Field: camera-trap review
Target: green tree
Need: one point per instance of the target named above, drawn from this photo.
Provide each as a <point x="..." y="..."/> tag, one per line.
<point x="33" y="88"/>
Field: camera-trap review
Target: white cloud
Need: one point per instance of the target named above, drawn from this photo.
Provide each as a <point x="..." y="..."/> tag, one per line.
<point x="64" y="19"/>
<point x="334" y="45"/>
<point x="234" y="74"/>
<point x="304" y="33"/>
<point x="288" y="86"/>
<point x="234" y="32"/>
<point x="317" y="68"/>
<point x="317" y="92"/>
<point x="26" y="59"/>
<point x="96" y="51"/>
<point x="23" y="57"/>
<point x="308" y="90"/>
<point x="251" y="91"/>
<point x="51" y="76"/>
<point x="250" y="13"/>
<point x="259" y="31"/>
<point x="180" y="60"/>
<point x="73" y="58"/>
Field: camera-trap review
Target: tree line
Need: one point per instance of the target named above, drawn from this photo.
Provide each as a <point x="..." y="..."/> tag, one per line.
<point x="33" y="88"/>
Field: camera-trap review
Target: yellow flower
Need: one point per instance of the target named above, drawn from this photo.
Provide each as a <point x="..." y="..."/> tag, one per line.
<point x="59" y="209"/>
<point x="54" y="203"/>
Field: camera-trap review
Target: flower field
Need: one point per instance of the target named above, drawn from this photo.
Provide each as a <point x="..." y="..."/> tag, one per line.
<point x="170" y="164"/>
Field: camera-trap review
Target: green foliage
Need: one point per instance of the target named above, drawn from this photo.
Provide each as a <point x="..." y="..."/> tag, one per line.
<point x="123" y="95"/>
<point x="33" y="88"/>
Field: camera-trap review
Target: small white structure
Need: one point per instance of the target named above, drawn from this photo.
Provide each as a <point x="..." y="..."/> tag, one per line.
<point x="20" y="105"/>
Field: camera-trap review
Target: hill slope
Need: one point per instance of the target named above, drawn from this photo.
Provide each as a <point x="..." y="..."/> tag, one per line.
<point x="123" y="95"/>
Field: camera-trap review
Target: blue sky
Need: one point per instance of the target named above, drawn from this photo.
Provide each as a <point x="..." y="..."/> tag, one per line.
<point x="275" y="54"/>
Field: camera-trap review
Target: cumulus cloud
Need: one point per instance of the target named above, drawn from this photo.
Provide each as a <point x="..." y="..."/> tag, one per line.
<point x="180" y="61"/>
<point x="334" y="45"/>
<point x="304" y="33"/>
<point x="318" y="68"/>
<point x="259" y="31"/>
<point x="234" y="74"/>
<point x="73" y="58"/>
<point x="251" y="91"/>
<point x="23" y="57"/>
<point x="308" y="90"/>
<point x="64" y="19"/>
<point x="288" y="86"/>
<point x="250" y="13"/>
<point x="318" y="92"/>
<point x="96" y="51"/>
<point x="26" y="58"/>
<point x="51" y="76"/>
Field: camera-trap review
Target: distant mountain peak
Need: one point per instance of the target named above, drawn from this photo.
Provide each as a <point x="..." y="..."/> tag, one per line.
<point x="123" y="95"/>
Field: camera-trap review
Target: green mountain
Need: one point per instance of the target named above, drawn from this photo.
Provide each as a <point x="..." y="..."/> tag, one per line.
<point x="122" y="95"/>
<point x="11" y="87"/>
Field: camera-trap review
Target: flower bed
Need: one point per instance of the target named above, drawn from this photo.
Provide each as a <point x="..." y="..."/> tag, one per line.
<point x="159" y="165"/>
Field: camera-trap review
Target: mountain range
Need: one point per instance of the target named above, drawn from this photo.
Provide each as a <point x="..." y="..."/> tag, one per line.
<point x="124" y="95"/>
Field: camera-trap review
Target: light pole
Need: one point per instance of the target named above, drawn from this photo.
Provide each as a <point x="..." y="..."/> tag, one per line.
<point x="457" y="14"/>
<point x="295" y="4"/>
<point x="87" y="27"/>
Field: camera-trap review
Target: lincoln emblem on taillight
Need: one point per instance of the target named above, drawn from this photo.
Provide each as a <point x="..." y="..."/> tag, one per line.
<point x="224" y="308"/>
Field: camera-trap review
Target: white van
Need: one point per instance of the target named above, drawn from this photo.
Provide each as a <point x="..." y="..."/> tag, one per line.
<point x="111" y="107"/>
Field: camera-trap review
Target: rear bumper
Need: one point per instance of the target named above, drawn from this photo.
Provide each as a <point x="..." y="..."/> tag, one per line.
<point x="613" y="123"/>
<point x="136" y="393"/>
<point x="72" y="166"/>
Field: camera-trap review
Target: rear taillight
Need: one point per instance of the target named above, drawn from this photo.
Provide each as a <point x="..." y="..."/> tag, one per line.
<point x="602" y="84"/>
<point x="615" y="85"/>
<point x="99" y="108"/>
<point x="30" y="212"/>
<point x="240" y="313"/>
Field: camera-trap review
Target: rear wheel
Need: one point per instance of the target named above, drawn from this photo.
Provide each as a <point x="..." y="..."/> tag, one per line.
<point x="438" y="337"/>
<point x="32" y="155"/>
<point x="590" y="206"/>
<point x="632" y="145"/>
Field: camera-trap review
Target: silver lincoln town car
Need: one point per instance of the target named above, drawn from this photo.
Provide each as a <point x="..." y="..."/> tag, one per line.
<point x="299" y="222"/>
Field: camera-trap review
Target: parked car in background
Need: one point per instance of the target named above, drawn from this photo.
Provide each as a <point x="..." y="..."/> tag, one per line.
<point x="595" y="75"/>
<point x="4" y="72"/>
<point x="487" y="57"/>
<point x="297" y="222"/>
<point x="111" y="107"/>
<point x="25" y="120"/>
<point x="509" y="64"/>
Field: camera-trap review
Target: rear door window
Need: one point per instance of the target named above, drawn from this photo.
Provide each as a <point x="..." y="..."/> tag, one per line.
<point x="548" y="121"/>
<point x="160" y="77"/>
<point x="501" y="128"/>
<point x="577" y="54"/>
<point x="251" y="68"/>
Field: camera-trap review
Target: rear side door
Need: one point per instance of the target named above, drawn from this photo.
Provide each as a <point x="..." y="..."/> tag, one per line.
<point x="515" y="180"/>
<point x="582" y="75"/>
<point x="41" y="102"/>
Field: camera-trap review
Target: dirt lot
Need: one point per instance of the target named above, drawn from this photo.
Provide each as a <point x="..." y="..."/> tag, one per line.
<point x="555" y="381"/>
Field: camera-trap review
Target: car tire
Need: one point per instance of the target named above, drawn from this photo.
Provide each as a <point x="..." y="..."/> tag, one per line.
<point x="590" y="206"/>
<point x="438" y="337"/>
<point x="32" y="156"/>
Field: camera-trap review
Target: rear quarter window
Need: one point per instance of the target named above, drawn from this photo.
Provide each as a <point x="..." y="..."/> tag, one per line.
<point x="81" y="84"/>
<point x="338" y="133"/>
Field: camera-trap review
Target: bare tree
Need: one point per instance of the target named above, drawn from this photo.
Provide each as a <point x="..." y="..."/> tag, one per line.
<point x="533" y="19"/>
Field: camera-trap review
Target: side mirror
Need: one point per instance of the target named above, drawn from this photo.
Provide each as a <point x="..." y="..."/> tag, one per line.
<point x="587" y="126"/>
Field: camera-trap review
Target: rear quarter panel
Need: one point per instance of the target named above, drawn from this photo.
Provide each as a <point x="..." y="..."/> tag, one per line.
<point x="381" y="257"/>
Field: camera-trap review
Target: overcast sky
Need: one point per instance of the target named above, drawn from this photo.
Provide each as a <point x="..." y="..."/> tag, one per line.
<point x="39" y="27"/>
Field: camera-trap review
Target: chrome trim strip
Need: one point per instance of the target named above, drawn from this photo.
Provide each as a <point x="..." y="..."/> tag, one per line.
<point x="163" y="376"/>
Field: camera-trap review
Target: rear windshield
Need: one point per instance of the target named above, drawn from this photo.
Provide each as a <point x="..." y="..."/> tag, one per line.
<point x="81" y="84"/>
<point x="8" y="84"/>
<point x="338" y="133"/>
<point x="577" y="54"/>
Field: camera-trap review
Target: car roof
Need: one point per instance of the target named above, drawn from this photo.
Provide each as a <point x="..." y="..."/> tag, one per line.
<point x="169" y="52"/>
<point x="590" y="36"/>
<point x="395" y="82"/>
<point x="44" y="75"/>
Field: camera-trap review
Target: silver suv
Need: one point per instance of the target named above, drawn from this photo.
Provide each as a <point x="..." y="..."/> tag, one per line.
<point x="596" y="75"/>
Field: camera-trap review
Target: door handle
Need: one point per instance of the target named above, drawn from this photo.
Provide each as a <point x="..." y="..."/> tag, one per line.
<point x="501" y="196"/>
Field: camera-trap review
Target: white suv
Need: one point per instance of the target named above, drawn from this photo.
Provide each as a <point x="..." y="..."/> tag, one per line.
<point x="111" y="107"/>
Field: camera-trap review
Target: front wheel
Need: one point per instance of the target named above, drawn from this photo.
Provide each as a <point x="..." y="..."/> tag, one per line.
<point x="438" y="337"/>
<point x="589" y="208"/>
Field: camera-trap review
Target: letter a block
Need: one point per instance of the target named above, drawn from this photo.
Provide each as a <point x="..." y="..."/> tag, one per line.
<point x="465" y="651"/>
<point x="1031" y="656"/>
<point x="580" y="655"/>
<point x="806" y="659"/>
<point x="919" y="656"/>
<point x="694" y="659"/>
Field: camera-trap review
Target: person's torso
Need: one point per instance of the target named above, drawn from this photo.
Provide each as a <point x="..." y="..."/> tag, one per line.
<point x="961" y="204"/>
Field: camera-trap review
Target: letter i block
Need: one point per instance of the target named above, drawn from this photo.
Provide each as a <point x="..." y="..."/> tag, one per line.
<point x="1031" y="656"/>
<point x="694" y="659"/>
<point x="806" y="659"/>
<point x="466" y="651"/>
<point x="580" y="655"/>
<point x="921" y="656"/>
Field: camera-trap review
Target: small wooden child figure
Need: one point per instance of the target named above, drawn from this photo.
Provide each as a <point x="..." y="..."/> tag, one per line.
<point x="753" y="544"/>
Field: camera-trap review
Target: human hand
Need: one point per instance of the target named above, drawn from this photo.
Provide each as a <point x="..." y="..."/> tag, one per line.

• • • • •

When you find a line in the records that contains the word "lincoln", copy it.

Output of the exercise =>
Target: lincoln emblem on taillight
Target: silver lincoln town car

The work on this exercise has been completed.